Dataset items
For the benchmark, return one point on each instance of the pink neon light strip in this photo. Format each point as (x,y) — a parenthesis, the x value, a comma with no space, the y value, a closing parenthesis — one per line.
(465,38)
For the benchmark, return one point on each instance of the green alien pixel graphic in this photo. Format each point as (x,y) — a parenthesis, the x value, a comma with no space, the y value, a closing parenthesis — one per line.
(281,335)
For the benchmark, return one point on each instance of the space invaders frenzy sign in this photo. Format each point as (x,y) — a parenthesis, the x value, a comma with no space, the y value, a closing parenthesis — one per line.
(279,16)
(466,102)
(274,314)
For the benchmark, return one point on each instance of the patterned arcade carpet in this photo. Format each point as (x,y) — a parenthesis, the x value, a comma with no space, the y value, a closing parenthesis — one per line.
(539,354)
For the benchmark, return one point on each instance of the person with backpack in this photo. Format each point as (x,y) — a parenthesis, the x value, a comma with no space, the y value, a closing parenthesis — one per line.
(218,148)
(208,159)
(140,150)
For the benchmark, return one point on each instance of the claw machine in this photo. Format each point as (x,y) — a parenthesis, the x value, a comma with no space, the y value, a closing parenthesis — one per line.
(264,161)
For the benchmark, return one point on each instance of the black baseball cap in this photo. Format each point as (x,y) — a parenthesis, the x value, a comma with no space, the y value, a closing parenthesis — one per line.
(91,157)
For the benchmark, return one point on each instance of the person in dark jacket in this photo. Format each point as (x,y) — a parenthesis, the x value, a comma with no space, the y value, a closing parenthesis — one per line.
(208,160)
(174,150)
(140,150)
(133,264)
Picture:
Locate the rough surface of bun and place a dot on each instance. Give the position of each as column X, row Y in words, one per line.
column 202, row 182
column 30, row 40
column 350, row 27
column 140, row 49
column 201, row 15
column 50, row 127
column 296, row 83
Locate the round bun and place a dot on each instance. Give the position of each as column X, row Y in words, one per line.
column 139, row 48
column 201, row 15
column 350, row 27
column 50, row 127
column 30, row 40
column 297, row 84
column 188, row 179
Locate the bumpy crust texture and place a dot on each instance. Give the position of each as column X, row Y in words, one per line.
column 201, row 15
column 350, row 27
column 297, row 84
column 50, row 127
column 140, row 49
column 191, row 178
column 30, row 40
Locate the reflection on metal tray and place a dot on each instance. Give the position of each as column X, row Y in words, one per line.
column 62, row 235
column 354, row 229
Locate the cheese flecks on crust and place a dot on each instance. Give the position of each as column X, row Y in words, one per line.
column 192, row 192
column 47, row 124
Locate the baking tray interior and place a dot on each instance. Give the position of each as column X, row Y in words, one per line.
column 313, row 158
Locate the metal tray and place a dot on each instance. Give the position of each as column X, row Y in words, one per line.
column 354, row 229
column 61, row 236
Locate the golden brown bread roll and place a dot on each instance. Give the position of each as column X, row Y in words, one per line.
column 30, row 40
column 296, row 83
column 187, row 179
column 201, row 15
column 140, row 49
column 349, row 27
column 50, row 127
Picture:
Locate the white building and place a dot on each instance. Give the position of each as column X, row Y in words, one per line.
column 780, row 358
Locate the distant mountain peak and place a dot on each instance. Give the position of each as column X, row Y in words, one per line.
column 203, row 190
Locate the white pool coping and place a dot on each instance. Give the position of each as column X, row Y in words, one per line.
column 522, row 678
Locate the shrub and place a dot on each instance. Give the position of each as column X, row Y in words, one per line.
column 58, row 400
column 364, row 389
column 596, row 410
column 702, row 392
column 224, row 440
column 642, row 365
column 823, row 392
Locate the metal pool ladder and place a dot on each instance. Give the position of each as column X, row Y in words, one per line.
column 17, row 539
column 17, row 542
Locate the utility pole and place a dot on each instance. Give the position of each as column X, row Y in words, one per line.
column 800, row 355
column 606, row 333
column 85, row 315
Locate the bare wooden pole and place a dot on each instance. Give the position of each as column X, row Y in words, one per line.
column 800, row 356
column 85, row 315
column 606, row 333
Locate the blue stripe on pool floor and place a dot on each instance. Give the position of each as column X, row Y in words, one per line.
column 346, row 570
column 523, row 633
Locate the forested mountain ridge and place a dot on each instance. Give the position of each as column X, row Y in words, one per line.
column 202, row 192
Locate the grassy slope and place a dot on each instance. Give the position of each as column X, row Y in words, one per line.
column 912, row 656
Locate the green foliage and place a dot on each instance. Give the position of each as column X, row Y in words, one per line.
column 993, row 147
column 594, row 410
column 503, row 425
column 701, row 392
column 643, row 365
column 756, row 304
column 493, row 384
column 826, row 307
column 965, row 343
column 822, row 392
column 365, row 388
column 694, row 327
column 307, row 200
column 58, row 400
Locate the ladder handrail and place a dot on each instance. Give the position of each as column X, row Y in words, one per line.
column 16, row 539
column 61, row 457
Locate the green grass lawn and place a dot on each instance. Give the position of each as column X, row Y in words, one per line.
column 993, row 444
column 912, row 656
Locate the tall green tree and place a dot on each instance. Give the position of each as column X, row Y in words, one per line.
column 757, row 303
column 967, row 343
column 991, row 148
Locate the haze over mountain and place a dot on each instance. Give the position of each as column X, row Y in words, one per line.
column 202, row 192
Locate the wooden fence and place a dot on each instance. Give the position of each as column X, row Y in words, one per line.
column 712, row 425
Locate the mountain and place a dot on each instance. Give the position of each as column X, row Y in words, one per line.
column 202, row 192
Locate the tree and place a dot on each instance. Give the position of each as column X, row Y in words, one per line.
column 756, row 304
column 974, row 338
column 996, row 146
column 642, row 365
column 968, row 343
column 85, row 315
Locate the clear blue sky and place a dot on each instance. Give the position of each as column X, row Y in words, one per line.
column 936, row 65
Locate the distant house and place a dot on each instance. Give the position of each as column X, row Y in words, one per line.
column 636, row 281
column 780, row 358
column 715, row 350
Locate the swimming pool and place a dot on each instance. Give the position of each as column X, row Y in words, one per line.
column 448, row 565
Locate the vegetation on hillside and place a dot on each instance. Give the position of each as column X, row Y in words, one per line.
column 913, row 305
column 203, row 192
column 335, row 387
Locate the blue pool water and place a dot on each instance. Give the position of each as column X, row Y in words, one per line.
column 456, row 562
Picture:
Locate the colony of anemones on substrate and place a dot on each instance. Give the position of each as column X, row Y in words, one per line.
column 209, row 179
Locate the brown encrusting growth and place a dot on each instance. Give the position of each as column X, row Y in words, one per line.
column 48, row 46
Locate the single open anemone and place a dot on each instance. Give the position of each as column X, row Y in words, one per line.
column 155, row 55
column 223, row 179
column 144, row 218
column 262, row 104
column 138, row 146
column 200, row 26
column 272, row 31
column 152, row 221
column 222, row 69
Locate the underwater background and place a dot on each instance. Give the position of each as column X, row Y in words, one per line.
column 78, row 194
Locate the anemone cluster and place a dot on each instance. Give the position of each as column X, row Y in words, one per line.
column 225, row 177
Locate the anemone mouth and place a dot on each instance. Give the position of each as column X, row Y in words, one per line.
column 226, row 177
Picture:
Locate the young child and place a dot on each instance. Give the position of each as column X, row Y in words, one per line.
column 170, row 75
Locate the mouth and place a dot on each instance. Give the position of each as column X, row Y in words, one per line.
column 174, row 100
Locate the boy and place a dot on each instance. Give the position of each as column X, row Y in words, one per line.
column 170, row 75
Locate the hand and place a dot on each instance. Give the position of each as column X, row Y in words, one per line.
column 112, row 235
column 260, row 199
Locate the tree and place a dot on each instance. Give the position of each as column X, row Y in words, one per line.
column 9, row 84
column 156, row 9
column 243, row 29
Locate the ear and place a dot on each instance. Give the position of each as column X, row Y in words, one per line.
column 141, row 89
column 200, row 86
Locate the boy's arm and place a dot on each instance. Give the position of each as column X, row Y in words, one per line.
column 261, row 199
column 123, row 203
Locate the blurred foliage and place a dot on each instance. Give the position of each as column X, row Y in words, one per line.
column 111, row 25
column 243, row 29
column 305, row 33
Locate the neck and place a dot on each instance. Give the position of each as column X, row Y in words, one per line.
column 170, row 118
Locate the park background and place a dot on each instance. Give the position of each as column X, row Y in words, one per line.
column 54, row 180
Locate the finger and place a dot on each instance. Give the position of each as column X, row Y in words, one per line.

Stated exercise. Turn the lines starting at the one that contains "Locate the boy's" and ending at the last line of the material into a JSON list of strings, one string per line, with blank lines left out.

Answer for the task.
[
  "Locate the boy's arm and place a dot on each instance. Give the position of each as column X, row Y in words, one per line.",
  "column 261, row 199",
  "column 123, row 203",
  "Locate the blurred foliage and place a dot on each instance. Give the position of each as column X, row Y in words, one per line.",
  "column 111, row 25",
  "column 243, row 29",
  "column 305, row 33",
  "Locate the neck and place a dot on each instance. Give the position of each as column X, row Y in words, one per line.",
  "column 170, row 118",
  "Locate the park background and place a dot on each instance. Give the position of each as column X, row Y in words, one per line.",
  "column 54, row 180",
  "Locate the finger and place a dot on each instance. Give the position of each as column X, row Y in words, one per line."
]